──────── Verilen Metin

Politika

İslam Dergisi'nin idealist gençlerine ne oldu?

Hürriyet Gazetesi Yazarı Soner Yalçın yazısında, adı Deniz Feneri Yolsuzluğu'na karışan RTÜK Başkanı Zahid Akman'ın 1980'li yıllarda İslam Dergisi'nde ba#

03 Ekim 2008 03:00

Hürriyet Gazetesi Yazarı Soner Yalçın yazısında, adı Deniz Feneri Yolsuzluğu'na karışan RTÜK Başkanı Zahid Akman'ın 1980'li yıllarda İslam Dergisi'nde başlayan gazetecilik yaşamının ve siyasal bağlarının  izlerini günümüze kadar irdeliyor.


12 Eylül 1980 askeri darbesinden sonra İslami kesimde ardı ardına dergiler çıktı. Bunlardan biri de "İslam Dergisi"ydi. Derginin sahibi Nakşibendi Gümüşhanevi Dergáhı’ydı. Başyazarı, dergáhın şeyhi M. Esad Coşan’dı. Genel Yayın Yönetmeni Hasan Hüseyin Ceylan, Yazı İşleri Müdürü Zahid Akman’dı. Dış Haberler Şefi Fehmi Koru’ydu. Derginin para işlerine ise, adı Deniz Feneri olayına karışan Zekeriya Karaman bakıyordu! Ankara’da bir şirketin mescidinde kırık bir daktilo ve bir masayla başlayan idealler zamanla nasıl bir dönüşüme uğradı?

12 Eylül 1980 askeri darbesi, İslami kesimde dergiler dönemini başlattı. Neredeyse her tarikatın, dergáhın, cemaatin dergisi vardı:

"Sızıntı", "Zafer" Fethullah Gülen Cemaati’nin dergileriydi.

"Altınoluk" Nakşibendi Erenköy Cemaati’nin dergisiydi.

"Öğüt", "İcmal" Kadiri Haydar Baş çevresinin çıkardığı dergilerdi.

"Köprü", "Bizim Aile" Mehmet Kutlular ekibinin çıkardığı dergilerdi.

"Fetih", "Genç Akademi" Süleymancılar’ın dergileriydi.

"Dava" radikal Nurcular’ın dergisiydi.

"Girişim" radikal İslamcı Kürtlerin dergisiydi.

"Şehadet", "Tevhid" Hizbullah’ın dergileriydi.

"İktibas" tasavvuf karşıtı Ercüment Özkan çevresinin çıkardığı dergiydi.

"Rönesans" Adnan Oktar çevresinin dergisiydi.

"Kitap Dergisi", "Mavera" İslamcı edebiyatçıların dergileriydi.

"Hareket", "Ülke" İslamcı sosyalistlerin dergileriydi.

"Tezkire", "Umran" İslamcı entelektüellerin dergileriydi.

1980’ler; kendi ifadelerine göre, "İslami uyanışın" başladığı yıllardı.

Kuşkusuz aralarında farklılıklar vardı ama hepsi idealistti. Coşkuluydu. Fedakárdı. Tek istekleri "İslami bir toplum" yaratmaktı.

Sonra... Sonra ne mi oldu?..

Yeni bir dergi:İslam

Tarih: 1 Eylül 1983.

────────────────
──────── Sağlanan Veriler

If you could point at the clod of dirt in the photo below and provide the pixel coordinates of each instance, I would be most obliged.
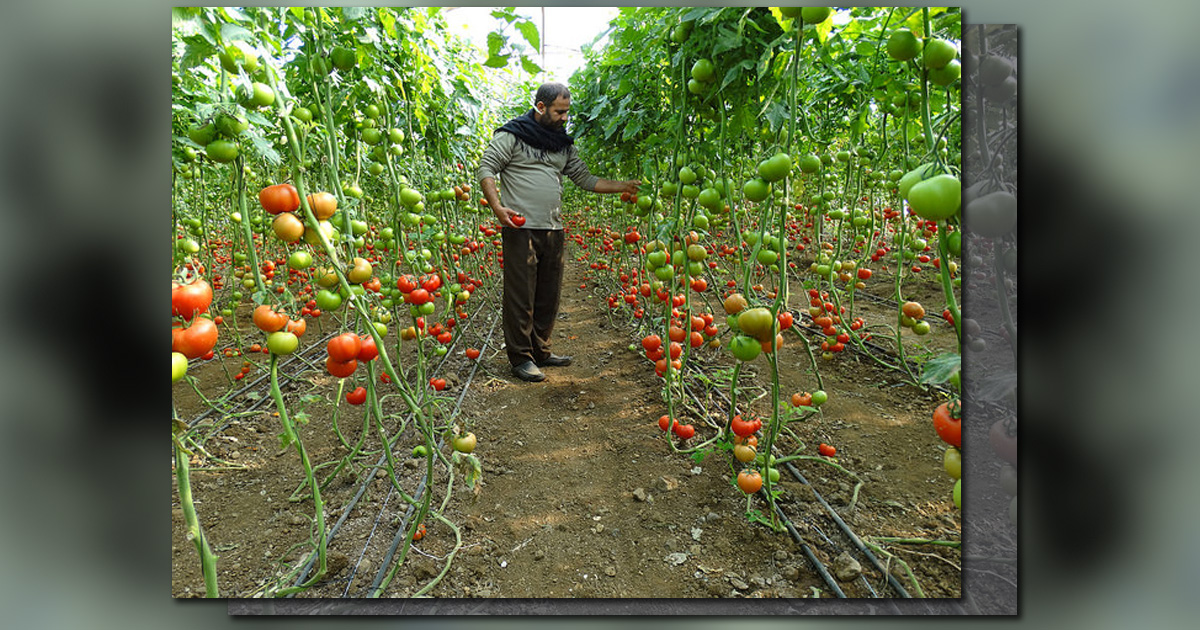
(846, 568)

────────────────

▶ Yapılacak İş
İslam Dergisi yazısının "12 Eylül 1980 askeri darbesi, İslami" ifadesinden başlayıp "Erenköy Cemaati’nin dergisiydi." ifadesine kadar, bu son ifade de dahil olan bölümünü hiç değiştirmeden yazın. Satırlar, metinden bağımsız ayrı bir malzemedir.

▶ Alıştırma Yanıtı
12 Eylül 1980 askeri darbesi, İslami kesimde dergiler dönemini başlattı. Neredeyse her tarikatın, dergáhın, cemaatin dergisi vardı:

"Sızıntı", "Zafer" Fethullah Gülen Cemaati’nin dergileriydi.

"Altınoluk" Nakşibendi Erenköy Cemaati’nin dergisiydi.